───── Textauszug

# Beim Start des Internet Explorers öffnet sich ein weiterer



## Anonymous (13 November 2003)

Beim Start des Internet Explorers öffnet sich ein weiterer Internet Explorer mit Werbung und ees werden weitere Popups verursacht.
Was kann das sein?
Hilfe!!!!

Holger


----------



## Anonymous (13 November 2003)

Womöglich hilft das ja:
rufe mal Deinen Internet Explorer offline auf und gehe über den Reiter "Extras" in die "Internetoptionen". Welche Startseite ist dort eingetragen? Falls Du diese nicht wünschst, dann klicke mal den Button "Leere Seite" und anschließend auf "übernehmen" und "OK". Dann Browser schließen und nochmals öffnen - ist dan noch "about blank" als Startseite drin? Falls nicht, hier wieder fragen!


----------



## technofreak (13 November 2003)

──────────
───── Datenteil

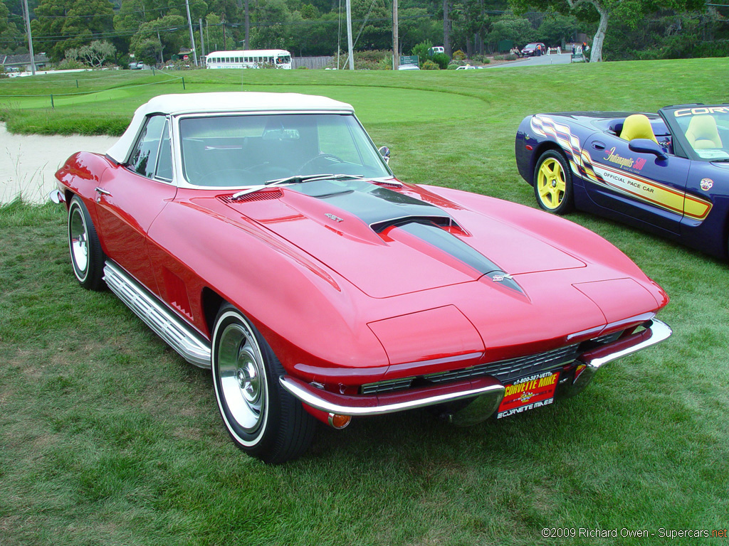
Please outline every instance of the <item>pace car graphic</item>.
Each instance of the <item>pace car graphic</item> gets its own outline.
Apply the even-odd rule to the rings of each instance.
[[[534,114],[519,126],[515,153],[545,210],[594,212],[728,256],[725,106]]]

──────────

▶ Aufgaben
1) Beantworte zur Forendiskussion über Werbe-Popups im Internet Explorer diese Fragen:
(a) Was geschieht laut dem ersten Beitrag beim Start des Internet Explorers?
(b) Über welchen Reiter gelangt man laut der Antwort zu den "Internetoptionen"?
(c) Welchen Button soll man anklicken, wenn die eingetragene Startseite nicht gewünscht ist?
2) Schreibe die Forendiskussion über Werbe-Popups im Internet Explorer an der Stelle weiter, an der sie aufhört.

▶ Antworten in Reihenfolge
1)
(a) Es öffnet sich ein weiterer Internet Explorer mit Werbung, und es werden weitere Popups verursacht.
(b) Über den Reiter "Extras".
(c) Den Button "Leere Seite".

2)
Falls das nicht hilft:
http://www.dialerhilfe.de/regedit/startseite.php

tf


----------



## Anonymous (14 November 2003)

Des weiteren kann ich einen Scan mit Spybot Search&Destroy (von http://www.safer-networking.org/ ) nur empfehlen.
Viel Erfolg,
Jérôme


----------



## technofreak (14 November 2003)

Anonymous schrieb:
			
		

> Des weiteren kann ich einen Scan mit Spybot Search&Destroy (von http://www.safer-networking.org/ ) nur empfehlen.
> Viel Erfolg,
> Jérôme



Nach dem Download und Installation: als erstes den Signaturupdate (aus dem Programm heraus) downloaden 

tf


----------



## Anonymous (14 November 2003)

In der Tat, habe ganz vergessen darauf hinzuweisen    
Habe mich jetzt auch endlich angemeldet.
Viele Grüße,
Jérôme


----------



## jlandgr (14 November 2003)

Jetzt aber, hatte gedacht, dass ich nach dem Klick auf den Aktivierungslink in der Mail automatisch eingeloggt wäre, naja, kann nur besser werden


----------



## technofreak (14 November 2003)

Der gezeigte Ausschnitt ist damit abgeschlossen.